> [RECORD EXTRACTS]
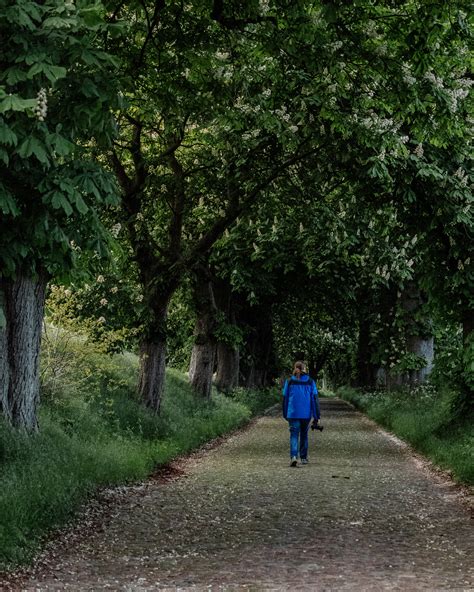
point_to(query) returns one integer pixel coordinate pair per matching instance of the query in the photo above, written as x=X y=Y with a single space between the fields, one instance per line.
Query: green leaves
x=52 y=73
x=32 y=146
x=16 y=103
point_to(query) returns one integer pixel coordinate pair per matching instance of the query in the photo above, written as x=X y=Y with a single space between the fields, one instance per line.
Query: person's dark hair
x=300 y=366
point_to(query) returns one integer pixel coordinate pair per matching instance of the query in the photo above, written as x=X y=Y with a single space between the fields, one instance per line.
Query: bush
x=423 y=417
x=94 y=433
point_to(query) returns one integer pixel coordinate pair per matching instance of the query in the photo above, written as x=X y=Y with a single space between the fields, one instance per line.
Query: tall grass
x=94 y=433
x=423 y=417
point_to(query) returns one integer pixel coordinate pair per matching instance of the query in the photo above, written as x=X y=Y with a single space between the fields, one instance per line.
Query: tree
x=55 y=95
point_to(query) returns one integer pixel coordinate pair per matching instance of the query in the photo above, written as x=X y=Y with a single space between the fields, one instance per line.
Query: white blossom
x=116 y=229
x=41 y=108
x=435 y=80
x=419 y=150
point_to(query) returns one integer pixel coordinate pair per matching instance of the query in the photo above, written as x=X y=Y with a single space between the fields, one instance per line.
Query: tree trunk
x=227 y=367
x=365 y=369
x=151 y=380
x=152 y=373
x=5 y=408
x=419 y=338
x=24 y=309
x=467 y=324
x=258 y=366
x=203 y=356
x=228 y=355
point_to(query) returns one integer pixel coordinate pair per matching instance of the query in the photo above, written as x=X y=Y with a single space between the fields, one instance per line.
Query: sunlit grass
x=422 y=417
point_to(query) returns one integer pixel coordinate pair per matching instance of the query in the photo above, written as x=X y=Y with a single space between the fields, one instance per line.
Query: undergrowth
x=426 y=418
x=94 y=433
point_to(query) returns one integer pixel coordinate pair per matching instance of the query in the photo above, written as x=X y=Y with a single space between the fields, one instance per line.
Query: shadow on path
x=364 y=515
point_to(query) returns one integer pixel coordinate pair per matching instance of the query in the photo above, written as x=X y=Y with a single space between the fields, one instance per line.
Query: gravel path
x=364 y=515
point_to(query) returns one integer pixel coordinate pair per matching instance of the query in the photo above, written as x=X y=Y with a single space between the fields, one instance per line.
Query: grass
x=424 y=418
x=97 y=434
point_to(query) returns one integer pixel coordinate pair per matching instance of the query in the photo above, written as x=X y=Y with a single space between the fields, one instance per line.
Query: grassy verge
x=95 y=434
x=422 y=417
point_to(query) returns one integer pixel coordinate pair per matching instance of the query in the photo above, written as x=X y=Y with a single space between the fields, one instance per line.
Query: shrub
x=94 y=433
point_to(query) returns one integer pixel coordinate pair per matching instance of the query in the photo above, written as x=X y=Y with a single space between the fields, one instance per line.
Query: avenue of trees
x=223 y=186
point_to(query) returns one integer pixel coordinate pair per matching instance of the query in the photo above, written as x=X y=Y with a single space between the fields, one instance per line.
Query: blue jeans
x=299 y=437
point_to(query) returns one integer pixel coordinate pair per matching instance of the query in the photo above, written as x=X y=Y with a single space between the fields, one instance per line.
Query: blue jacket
x=300 y=398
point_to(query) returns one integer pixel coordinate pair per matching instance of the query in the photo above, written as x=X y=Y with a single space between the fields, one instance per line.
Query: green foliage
x=423 y=417
x=256 y=400
x=49 y=120
x=94 y=433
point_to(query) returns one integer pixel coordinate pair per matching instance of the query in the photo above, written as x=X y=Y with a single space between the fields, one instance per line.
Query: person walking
x=300 y=404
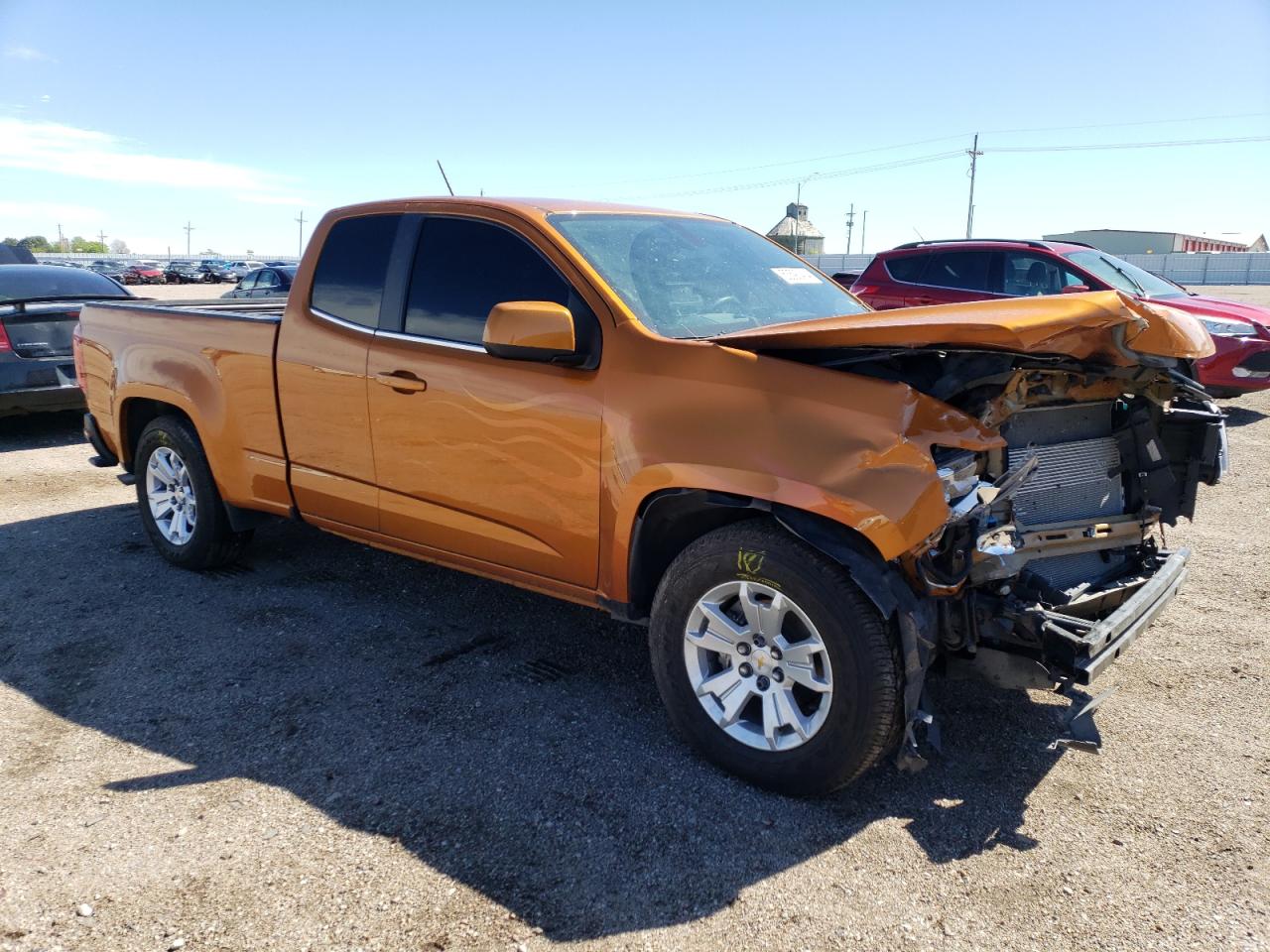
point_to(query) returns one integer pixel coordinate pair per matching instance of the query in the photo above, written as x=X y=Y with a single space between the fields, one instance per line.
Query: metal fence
x=163 y=257
x=1225 y=268
x=837 y=264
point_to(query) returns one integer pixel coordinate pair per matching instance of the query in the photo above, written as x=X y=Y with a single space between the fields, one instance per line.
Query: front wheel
x=772 y=662
x=181 y=506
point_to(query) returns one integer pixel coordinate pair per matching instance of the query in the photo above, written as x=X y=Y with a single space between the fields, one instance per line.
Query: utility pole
x=448 y=186
x=798 y=217
x=973 y=151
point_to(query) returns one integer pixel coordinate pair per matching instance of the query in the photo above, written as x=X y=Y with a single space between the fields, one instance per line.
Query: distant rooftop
x=795 y=223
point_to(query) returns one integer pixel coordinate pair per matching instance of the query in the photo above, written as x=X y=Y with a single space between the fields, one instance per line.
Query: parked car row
x=922 y=273
x=176 y=272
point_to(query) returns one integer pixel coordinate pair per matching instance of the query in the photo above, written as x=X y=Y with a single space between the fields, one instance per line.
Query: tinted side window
x=907 y=268
x=1028 y=275
x=348 y=282
x=966 y=271
x=463 y=268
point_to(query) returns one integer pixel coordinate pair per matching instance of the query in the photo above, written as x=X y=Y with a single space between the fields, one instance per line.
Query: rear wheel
x=181 y=507
x=772 y=662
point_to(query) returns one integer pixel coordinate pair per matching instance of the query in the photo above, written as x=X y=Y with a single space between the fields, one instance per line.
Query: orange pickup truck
x=670 y=417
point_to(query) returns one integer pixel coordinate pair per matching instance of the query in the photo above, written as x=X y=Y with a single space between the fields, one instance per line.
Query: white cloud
x=28 y=54
x=50 y=211
x=64 y=150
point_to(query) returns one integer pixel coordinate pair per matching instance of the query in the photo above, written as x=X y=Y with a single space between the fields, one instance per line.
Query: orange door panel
x=321 y=397
x=488 y=458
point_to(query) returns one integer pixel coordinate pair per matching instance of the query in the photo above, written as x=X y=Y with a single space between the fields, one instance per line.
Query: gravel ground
x=334 y=748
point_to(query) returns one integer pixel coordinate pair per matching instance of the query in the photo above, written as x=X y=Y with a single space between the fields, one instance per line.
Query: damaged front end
x=1053 y=557
x=1053 y=560
x=1057 y=552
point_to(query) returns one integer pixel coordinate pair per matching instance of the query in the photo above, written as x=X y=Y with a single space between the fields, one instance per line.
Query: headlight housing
x=1227 y=327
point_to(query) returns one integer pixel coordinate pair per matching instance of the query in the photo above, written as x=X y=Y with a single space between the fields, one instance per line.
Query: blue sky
x=239 y=116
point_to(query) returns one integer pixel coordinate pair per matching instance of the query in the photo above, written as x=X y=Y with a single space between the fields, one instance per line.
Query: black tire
x=865 y=714
x=212 y=543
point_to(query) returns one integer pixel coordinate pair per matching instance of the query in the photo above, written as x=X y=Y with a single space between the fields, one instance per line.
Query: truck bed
x=208 y=359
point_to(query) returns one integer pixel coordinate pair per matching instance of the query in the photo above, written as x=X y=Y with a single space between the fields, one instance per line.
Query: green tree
x=80 y=245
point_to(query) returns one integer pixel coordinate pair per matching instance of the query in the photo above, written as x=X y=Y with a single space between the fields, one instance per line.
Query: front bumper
x=39 y=385
x=1084 y=648
x=1239 y=366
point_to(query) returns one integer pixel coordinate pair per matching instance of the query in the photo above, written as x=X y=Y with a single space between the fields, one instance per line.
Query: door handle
x=402 y=381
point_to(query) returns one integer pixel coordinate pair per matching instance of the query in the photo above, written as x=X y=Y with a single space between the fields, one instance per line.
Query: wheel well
x=672 y=520
x=137 y=414
x=667 y=524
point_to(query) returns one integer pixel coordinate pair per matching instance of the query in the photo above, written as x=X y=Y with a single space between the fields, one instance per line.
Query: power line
x=928 y=141
x=835 y=175
x=781 y=164
x=1124 y=125
x=940 y=157
x=974 y=153
x=1165 y=144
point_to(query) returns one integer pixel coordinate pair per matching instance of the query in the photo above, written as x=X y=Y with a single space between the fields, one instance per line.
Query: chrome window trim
x=339 y=321
x=434 y=341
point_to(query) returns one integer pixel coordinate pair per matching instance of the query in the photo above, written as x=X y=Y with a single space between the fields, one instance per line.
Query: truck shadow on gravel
x=41 y=430
x=511 y=742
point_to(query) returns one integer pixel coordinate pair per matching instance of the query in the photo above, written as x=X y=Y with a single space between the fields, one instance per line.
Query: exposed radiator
x=1079 y=476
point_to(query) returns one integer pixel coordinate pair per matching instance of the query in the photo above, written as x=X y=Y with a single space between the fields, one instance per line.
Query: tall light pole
x=798 y=220
x=973 y=151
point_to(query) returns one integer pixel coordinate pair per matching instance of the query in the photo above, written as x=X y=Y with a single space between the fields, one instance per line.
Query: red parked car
x=947 y=272
x=144 y=275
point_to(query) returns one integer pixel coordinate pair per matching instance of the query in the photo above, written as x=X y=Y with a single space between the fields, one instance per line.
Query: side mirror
x=531 y=330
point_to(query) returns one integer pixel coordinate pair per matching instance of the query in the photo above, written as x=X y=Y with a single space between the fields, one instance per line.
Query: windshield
x=1123 y=276
x=18 y=284
x=699 y=277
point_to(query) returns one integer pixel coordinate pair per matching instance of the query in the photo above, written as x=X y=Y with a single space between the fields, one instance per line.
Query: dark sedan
x=264 y=282
x=216 y=273
x=145 y=273
x=185 y=273
x=114 y=271
x=40 y=307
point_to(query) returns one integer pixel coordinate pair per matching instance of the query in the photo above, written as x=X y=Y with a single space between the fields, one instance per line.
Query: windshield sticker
x=795 y=276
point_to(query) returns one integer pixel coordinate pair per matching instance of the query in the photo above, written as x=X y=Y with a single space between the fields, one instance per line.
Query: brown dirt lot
x=333 y=748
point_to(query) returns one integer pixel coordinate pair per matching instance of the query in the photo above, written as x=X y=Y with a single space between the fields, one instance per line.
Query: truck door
x=476 y=456
x=321 y=373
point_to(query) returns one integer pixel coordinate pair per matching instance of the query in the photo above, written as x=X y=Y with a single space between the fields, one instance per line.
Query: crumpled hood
x=1102 y=325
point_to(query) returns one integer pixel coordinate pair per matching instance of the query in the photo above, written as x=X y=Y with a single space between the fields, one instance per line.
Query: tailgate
x=41 y=331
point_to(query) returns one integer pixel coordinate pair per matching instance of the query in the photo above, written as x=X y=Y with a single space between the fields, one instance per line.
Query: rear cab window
x=348 y=280
x=463 y=267
x=964 y=271
x=907 y=270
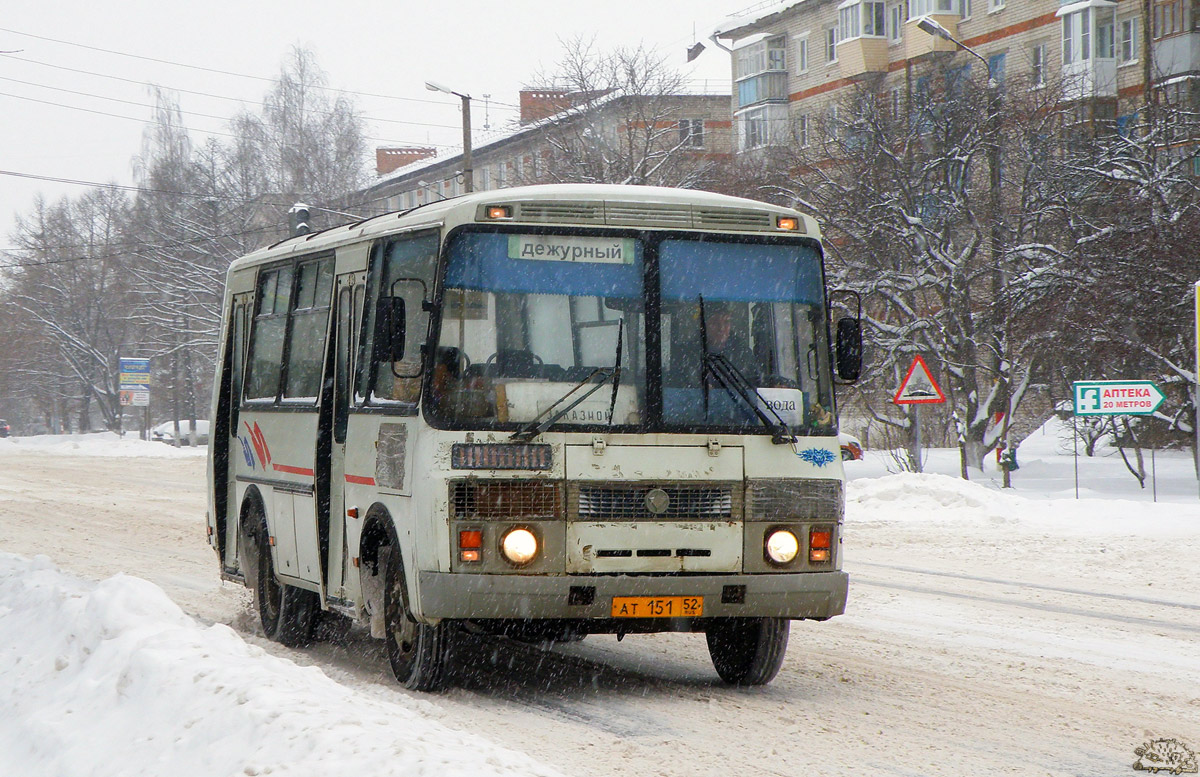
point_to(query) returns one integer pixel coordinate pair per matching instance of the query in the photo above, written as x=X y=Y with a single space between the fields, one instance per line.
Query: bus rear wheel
x=419 y=654
x=748 y=651
x=288 y=614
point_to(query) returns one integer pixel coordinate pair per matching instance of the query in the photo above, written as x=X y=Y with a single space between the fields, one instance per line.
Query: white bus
x=545 y=413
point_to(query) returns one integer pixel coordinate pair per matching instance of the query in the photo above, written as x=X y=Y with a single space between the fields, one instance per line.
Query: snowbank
x=114 y=679
x=933 y=499
x=107 y=444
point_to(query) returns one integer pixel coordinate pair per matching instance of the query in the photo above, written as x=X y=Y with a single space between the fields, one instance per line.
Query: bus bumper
x=817 y=595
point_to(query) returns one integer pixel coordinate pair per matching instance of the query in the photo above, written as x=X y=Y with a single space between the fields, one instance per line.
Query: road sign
x=135 y=374
x=918 y=386
x=1116 y=397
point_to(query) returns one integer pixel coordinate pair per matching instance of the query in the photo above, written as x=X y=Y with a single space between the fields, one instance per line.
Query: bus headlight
x=519 y=546
x=781 y=546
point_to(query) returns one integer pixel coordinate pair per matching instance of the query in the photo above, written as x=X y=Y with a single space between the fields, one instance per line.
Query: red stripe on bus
x=292 y=470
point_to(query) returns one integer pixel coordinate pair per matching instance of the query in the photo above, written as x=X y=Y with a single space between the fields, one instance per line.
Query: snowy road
x=984 y=634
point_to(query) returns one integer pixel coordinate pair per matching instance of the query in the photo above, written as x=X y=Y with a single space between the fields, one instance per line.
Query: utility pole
x=468 y=173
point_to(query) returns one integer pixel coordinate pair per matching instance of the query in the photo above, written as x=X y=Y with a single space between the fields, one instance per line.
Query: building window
x=1038 y=60
x=862 y=19
x=691 y=133
x=929 y=7
x=1168 y=18
x=1127 y=48
x=754 y=130
x=765 y=55
x=802 y=54
x=895 y=23
x=802 y=131
x=1104 y=28
x=762 y=126
x=762 y=72
x=996 y=67
x=1077 y=36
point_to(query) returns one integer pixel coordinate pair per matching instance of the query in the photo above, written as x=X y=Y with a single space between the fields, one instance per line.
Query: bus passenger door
x=347 y=300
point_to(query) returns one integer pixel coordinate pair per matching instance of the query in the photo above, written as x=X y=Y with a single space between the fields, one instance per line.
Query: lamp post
x=468 y=174
x=995 y=232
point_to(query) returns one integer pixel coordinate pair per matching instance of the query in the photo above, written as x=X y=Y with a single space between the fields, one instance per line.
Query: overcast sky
x=384 y=48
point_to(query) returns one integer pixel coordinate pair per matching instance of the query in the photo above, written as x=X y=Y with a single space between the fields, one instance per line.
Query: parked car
x=166 y=432
x=851 y=449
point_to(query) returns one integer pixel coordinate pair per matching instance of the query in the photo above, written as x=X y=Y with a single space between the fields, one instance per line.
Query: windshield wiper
x=737 y=385
x=533 y=428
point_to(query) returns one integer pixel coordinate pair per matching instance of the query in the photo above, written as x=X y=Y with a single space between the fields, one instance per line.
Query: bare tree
x=616 y=119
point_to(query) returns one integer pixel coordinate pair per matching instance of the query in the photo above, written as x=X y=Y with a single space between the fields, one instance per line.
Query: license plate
x=658 y=606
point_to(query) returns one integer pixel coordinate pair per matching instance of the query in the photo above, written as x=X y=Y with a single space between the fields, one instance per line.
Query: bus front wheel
x=748 y=651
x=288 y=614
x=419 y=654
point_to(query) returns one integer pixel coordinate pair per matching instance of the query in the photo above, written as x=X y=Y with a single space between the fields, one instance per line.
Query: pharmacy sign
x=1116 y=397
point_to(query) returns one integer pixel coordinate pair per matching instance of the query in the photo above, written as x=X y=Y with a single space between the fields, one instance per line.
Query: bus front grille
x=635 y=501
x=505 y=499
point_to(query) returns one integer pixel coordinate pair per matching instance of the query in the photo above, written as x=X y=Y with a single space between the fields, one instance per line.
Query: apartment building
x=555 y=125
x=793 y=61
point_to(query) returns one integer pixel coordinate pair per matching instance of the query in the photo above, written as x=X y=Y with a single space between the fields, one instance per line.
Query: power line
x=141 y=246
x=213 y=132
x=185 y=91
x=141 y=190
x=221 y=72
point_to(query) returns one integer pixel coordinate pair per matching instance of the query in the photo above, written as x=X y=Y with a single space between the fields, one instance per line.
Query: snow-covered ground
x=1019 y=632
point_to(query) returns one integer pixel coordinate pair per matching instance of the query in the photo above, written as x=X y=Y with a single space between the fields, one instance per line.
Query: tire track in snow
x=1060 y=609
x=1122 y=597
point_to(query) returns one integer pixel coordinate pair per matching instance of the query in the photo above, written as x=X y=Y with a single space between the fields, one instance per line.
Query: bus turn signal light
x=471 y=543
x=819 y=544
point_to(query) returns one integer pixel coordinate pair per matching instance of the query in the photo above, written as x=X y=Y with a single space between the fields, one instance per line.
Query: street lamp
x=468 y=176
x=931 y=26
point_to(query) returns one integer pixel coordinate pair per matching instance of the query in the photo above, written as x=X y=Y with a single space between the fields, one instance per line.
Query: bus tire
x=748 y=651
x=288 y=614
x=419 y=654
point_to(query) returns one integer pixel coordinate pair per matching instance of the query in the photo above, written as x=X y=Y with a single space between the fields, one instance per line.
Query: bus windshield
x=531 y=324
x=743 y=329
x=526 y=318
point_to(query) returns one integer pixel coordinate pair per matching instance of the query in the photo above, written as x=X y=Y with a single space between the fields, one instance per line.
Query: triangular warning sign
x=918 y=386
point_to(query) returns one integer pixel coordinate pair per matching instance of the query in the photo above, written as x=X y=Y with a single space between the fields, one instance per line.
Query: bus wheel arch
x=288 y=614
x=418 y=652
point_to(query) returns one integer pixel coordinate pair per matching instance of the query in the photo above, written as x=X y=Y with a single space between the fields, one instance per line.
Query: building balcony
x=917 y=42
x=862 y=55
x=1095 y=77
x=1176 y=55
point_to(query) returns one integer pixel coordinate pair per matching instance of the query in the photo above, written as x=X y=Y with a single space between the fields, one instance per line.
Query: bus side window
x=403 y=269
x=267 y=339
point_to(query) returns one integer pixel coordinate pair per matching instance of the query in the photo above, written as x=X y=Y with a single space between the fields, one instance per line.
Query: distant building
x=795 y=61
x=690 y=126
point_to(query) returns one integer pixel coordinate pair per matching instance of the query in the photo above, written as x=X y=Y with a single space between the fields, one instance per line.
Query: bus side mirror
x=389 y=335
x=850 y=349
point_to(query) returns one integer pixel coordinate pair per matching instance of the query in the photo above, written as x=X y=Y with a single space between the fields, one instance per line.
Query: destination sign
x=573 y=248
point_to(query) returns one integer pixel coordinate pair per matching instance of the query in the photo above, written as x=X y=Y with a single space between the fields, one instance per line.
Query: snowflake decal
x=817 y=457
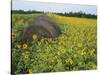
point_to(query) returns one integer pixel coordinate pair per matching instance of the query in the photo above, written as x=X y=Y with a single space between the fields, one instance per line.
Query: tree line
x=69 y=14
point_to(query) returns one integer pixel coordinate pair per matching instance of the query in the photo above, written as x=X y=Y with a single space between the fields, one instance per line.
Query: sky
x=52 y=7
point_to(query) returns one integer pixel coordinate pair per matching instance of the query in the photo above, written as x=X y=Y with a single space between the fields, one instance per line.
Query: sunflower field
x=75 y=49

> [GOAL OF THE EXERCISE] Rewrite the data, starting at its beginning and ending at the line "x=300 y=366", keeping the requests and increasing each coordinate in the answers by 138. Leave the picture out.

> [OUTPUT]
point_to(query) returns one integer pixel coordinate pair per matching instance of the query in the photo above, written as x=X y=Y with a single space between the fields, one instance per line.
Query: green leaves
x=190 y=211
x=170 y=284
x=154 y=241
point_to(query) returns one integer pixel coordinate pair per matching instance of the query in the photo above, written as x=X y=Y with a single space between the fields, one instance per line.
Query: person's dark hair
x=438 y=504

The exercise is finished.